With the speculation that Expedia maybe a takeover target for Google (see Yahoo Finance) I thought now would be a good time to revisit how important Google has become to many travel companies.
Changing the face of travel distribution (UK leisure travel)
First a bit of history - a few years back (not that many) UK leisure travel was dominated by the high street (and a few call centres). Google came along and enabled, for the first time, businesses to put their products in front of consumers at less cost of distribution than through other indirect channels. Much of the growth in online travel has been due to organic (i.e. free) traffic from Google over the past 5 years.
Indeed, it has not just been a change in distribution habits from existing companies, but whole new companies have formed that would not have been in existence without Google. For example I know many smaller tour operators who, with 5 or so staff, can run profitable businesses. Previously they would have had to have a couple more staff for marketing purposes - and have produced a costly brochure - which would have made the small business model less viable . i.e. Google has enabled smaller travel businesses to flourish.
It hasn’t just impacted small travel businesses - I know travel businesses employing “thousands” where a strong proportion of their sales can be accounted to Google organic traffic. These companies, large and small, are now “addicted” to Google web visitor traffic and without that tap continuing to flow they could be in trouble. Some senior executives at these large companies don’t even realise how important Google has become to them so haven’t mitigated any risk this exposes them to.
Google becomes commercial
The question with Google isn’t really about traffic…. it is about free traffic. I would argue (without having any knowledge of what Google are doing!) that Google are dominant in “search traffic” while other websites, such as Yahoo, have “display” traffic…. Due to travel being so product search dominated, this is why Google is so important to the travel industry.

» Material
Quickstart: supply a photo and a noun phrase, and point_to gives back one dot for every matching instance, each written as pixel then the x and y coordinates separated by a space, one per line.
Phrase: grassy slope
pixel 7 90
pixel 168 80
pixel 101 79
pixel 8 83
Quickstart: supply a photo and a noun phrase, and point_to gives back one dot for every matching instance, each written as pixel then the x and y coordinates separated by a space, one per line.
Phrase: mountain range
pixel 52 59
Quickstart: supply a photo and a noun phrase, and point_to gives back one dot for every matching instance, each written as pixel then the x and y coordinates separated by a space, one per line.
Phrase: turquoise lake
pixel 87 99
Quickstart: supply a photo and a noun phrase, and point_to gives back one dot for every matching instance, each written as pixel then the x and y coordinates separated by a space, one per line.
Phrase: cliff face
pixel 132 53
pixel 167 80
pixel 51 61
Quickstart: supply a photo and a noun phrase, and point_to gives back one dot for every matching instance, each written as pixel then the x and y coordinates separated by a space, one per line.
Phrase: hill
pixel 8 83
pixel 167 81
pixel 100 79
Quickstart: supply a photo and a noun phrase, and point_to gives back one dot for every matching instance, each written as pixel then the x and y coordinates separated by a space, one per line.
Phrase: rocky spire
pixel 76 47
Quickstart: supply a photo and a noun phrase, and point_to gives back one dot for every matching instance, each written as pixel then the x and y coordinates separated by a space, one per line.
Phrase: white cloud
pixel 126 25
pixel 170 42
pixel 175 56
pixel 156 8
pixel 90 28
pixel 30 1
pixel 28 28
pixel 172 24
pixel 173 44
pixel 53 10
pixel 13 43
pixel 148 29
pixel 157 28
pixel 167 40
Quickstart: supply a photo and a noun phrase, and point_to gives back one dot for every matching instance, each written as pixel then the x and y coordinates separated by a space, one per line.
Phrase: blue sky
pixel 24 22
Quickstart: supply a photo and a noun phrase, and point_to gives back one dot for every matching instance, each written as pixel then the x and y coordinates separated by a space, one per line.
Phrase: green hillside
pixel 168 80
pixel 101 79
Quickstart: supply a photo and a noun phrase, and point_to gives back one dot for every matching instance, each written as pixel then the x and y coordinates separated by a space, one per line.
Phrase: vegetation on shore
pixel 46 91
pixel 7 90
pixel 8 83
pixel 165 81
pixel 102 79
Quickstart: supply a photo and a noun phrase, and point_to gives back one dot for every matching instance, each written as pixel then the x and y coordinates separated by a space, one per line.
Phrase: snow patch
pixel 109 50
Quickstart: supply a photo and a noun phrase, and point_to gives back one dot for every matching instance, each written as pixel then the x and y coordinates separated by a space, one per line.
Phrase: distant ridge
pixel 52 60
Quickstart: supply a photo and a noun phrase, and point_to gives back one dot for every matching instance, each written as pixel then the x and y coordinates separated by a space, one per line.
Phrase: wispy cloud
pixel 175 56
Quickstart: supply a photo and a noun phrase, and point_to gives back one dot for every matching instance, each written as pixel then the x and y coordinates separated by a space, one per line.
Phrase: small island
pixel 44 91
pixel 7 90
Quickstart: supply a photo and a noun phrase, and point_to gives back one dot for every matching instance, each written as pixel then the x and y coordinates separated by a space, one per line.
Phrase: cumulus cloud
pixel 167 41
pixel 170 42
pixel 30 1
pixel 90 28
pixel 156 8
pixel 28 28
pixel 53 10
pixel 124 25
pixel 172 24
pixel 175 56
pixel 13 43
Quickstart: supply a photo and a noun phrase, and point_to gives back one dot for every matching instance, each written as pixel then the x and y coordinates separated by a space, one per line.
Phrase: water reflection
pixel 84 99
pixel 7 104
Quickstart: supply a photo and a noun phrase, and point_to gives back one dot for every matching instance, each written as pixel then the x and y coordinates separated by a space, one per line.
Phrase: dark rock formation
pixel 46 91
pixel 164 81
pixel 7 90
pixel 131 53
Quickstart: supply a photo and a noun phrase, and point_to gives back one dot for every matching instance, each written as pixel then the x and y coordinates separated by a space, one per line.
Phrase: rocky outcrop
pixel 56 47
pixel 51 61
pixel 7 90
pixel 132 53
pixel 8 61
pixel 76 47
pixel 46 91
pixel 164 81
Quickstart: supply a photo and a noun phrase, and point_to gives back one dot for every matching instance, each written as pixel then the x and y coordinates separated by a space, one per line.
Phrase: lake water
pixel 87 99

» Aim
Would you reproduce the stretch of the piece on Google's role in travel from "It hasn’t just" through "exposes them to."? The data plays no part in this.

» Solution to the problem
It hasn’t just impacted small travel businesses - I know travel businesses employing “thousands” where a strong proportion of their sales can be accounted to Google organic traffic. These companies, large and small, are now “addicted” to Google web visitor traffic and without that tap continuing to flow they could be in trouble. Some senior executives at these large companies don’t even realise how important Google has become to them so haven’t mitigated any risk this exposes them to.